Task goal:
For the data that follows, state how many lines hold the string "boiler", giving the number by itself.

= = = = =

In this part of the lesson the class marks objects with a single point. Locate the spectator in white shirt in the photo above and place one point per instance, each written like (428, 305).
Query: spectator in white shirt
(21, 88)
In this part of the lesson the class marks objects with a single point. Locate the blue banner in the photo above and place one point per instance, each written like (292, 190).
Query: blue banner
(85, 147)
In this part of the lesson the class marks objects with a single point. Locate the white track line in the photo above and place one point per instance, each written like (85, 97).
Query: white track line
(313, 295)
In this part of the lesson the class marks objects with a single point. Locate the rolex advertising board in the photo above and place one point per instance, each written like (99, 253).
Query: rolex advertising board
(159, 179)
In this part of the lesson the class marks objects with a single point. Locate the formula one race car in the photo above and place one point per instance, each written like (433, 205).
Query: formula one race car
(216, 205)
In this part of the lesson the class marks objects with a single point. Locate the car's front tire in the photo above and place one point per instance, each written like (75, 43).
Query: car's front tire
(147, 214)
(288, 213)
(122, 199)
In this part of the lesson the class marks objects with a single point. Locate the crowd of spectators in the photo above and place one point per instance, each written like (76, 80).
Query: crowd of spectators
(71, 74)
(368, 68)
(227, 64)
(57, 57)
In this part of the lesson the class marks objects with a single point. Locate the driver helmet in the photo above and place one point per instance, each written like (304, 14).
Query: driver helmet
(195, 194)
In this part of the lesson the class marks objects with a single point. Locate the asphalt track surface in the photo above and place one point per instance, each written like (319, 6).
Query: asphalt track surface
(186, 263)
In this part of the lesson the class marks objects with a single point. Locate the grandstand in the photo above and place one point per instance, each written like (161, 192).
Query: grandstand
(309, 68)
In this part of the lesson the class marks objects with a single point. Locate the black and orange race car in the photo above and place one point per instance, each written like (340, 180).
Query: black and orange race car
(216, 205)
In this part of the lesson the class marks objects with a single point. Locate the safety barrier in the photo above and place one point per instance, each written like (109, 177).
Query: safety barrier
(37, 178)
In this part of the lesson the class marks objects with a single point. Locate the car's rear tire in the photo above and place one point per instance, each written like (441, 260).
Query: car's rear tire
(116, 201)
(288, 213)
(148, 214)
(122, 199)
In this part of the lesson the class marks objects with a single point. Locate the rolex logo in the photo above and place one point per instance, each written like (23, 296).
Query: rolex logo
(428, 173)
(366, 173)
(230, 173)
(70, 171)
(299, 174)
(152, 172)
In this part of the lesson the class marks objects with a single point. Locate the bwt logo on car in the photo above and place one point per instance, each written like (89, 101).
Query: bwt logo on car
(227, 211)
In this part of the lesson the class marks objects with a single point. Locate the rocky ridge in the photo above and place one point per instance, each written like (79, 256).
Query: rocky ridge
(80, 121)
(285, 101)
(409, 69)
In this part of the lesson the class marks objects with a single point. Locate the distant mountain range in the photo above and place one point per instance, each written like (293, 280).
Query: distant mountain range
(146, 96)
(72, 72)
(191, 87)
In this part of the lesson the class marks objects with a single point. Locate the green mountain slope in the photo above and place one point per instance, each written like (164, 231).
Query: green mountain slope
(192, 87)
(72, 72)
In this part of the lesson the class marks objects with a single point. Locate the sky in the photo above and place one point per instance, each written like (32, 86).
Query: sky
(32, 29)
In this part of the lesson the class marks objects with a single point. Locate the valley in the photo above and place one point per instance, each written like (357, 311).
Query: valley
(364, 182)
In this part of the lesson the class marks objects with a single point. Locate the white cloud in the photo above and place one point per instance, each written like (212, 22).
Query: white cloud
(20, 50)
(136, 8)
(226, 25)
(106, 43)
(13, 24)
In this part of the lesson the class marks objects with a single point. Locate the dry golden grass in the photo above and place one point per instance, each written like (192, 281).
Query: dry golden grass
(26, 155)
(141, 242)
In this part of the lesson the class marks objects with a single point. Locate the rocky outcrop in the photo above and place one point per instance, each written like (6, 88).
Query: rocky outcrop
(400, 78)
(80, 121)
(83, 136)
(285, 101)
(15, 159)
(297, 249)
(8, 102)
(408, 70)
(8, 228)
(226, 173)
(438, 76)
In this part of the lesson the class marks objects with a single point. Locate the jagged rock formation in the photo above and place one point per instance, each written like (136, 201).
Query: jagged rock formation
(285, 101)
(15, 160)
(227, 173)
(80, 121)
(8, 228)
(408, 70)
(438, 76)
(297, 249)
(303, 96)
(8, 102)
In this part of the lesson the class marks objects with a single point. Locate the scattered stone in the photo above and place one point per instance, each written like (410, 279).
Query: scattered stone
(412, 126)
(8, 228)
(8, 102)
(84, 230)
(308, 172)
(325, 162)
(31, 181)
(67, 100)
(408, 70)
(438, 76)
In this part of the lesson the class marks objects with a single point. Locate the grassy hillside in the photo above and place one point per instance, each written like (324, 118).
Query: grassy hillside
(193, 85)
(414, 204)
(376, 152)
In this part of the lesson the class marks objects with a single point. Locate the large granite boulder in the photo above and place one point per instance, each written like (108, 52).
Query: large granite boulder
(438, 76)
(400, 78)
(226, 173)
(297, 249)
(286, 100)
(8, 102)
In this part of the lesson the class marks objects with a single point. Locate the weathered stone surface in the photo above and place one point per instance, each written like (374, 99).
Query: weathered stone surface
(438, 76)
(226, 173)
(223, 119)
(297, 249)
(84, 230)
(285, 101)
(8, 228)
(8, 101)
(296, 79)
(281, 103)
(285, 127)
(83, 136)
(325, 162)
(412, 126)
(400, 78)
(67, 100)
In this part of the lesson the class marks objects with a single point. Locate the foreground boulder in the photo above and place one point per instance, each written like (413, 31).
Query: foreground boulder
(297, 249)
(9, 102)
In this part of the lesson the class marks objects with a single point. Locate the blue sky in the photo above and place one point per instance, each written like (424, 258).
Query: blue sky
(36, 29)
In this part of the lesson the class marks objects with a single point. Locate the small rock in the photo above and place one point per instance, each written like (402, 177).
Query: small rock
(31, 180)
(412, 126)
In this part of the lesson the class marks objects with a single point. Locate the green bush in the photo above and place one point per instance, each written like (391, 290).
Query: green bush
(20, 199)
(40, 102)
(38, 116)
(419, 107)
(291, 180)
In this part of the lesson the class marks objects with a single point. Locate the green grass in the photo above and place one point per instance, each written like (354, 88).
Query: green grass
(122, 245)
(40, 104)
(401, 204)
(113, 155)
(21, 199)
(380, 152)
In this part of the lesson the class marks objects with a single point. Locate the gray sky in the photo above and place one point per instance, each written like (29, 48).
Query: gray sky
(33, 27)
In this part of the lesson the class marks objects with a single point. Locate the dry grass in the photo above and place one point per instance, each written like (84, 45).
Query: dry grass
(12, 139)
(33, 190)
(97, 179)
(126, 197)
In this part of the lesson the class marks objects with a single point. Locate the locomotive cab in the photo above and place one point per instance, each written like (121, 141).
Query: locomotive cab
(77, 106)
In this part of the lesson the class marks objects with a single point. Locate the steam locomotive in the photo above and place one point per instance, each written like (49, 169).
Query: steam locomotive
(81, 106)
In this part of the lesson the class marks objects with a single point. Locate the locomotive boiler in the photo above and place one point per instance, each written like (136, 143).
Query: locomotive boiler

= = = = =

Answer section:
2